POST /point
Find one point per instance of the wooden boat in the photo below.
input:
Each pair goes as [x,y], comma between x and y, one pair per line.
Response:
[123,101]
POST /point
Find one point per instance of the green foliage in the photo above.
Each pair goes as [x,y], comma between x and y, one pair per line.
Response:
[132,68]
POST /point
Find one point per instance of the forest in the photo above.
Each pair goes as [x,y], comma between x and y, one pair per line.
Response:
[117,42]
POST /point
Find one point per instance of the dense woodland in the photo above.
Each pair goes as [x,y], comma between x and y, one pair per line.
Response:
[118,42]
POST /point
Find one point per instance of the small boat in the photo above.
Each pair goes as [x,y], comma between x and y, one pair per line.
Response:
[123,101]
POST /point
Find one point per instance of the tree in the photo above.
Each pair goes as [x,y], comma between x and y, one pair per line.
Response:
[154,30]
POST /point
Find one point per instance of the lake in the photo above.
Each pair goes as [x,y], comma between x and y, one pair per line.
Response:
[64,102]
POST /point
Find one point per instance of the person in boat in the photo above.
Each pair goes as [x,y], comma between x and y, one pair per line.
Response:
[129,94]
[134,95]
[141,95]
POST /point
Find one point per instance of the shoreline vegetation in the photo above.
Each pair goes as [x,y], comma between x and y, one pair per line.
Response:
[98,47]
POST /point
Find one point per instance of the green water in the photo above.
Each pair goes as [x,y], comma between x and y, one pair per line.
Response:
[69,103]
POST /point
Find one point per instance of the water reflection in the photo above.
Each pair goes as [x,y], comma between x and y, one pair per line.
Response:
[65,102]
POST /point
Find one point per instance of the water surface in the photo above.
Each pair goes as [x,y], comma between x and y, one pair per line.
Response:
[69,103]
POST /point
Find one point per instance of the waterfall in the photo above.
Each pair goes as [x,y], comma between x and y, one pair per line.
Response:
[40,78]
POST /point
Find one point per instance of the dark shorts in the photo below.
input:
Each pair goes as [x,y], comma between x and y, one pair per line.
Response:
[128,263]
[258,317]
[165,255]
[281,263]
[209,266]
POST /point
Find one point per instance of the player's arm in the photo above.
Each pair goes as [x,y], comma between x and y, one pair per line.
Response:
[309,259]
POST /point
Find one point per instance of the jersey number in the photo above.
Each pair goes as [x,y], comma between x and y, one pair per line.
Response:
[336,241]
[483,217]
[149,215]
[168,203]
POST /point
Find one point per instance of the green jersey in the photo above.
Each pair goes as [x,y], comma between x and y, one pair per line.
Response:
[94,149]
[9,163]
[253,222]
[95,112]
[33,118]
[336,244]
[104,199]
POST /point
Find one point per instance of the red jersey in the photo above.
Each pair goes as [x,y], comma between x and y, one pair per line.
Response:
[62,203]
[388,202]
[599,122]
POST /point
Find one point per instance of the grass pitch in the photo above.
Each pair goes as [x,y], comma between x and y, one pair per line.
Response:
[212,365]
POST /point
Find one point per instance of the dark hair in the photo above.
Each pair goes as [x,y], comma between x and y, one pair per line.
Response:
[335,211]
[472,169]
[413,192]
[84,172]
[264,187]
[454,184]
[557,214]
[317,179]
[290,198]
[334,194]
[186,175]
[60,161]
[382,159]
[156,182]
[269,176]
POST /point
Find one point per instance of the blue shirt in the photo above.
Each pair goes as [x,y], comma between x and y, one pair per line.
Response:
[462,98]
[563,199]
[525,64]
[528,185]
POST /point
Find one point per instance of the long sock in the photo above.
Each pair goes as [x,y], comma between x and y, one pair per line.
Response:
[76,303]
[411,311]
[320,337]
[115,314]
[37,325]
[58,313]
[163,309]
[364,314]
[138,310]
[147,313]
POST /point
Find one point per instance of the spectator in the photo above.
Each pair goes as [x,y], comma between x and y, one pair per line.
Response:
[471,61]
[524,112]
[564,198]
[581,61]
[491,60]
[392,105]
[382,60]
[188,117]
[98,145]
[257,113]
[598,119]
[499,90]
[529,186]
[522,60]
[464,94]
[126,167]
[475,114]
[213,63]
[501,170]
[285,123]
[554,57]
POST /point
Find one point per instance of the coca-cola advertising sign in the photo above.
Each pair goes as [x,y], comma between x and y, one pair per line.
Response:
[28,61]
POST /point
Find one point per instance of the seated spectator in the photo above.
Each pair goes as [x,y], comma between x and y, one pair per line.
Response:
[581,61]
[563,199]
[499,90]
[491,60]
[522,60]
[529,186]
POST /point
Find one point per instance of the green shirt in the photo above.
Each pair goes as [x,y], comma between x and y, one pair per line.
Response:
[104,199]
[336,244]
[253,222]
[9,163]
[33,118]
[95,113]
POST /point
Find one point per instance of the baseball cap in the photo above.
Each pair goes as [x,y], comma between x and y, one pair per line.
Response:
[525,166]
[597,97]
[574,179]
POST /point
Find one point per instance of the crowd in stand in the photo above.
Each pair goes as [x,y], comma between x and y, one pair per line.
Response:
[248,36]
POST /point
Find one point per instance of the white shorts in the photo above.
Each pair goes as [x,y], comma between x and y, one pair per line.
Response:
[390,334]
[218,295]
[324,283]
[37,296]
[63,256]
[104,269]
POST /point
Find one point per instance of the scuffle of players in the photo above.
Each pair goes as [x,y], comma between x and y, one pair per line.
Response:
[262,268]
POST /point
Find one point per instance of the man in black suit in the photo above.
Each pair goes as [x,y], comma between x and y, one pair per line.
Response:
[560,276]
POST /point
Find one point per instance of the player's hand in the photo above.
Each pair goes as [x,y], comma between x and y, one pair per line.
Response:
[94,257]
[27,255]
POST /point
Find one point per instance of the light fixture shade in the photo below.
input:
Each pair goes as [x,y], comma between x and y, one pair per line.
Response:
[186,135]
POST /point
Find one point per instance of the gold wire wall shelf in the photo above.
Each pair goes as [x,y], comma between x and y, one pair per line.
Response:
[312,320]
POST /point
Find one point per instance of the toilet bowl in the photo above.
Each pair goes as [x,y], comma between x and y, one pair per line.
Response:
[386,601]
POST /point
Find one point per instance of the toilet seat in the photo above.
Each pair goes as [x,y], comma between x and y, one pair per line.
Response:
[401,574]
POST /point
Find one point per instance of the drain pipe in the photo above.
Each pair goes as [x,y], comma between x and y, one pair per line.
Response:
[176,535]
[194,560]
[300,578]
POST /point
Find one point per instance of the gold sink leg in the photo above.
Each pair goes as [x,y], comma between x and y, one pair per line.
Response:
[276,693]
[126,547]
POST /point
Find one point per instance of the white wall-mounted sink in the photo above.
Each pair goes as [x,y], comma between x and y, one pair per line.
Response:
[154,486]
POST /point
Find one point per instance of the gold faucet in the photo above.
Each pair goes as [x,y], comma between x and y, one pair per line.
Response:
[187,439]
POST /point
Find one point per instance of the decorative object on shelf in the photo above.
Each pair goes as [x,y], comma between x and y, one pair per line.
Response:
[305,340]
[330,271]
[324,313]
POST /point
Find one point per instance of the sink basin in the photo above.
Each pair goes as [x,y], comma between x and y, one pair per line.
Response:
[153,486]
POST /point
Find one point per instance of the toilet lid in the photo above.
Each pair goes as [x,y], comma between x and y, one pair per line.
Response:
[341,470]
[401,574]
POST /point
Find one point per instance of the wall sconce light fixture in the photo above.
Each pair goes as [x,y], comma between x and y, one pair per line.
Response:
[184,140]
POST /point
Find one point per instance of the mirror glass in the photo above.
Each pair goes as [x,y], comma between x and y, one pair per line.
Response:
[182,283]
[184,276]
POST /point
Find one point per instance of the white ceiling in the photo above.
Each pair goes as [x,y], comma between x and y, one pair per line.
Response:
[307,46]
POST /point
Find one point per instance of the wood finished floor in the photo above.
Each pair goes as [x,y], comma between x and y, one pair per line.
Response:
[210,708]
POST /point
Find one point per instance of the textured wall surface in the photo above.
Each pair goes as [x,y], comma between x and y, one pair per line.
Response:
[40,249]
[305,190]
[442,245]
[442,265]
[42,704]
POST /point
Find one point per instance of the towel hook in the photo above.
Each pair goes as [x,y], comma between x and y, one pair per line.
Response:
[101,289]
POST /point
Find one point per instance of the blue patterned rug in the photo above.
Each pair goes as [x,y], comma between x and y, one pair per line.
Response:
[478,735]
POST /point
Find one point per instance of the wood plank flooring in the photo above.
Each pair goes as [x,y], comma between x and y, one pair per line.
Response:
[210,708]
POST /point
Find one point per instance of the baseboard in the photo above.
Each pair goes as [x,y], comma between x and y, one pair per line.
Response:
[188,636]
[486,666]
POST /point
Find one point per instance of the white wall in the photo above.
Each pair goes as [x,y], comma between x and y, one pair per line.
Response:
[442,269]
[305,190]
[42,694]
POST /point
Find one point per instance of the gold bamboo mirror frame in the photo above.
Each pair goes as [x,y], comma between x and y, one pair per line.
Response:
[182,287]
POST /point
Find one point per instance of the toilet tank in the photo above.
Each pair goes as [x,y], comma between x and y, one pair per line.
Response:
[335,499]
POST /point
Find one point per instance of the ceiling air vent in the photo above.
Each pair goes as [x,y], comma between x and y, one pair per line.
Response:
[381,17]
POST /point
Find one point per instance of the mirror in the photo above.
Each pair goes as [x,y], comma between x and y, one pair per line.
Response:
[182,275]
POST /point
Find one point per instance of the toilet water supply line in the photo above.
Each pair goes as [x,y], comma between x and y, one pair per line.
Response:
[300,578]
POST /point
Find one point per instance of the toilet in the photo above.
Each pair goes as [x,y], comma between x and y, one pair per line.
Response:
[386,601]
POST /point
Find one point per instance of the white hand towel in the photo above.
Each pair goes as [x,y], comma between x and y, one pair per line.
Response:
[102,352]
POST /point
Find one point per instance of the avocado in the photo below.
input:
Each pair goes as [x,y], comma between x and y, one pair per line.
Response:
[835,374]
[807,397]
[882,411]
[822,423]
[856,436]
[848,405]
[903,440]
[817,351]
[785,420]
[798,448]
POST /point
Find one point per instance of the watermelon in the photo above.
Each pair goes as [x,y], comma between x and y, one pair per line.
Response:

**Job:** Which lines of the listing contain the word "white"? Extract each of those lines in full, and treat uppercase and lowercase letters as different.

**Finished task:**
Find one point per instance of the white shorts in the photo above.
Find one point per instance of the white wall-mounted sink in the photo above.
Find one point per instance of the white ceiling in the photo above.
Find one point per instance of the white wall in the photo above.
Find one point per instance of the white hand towel in the photo above.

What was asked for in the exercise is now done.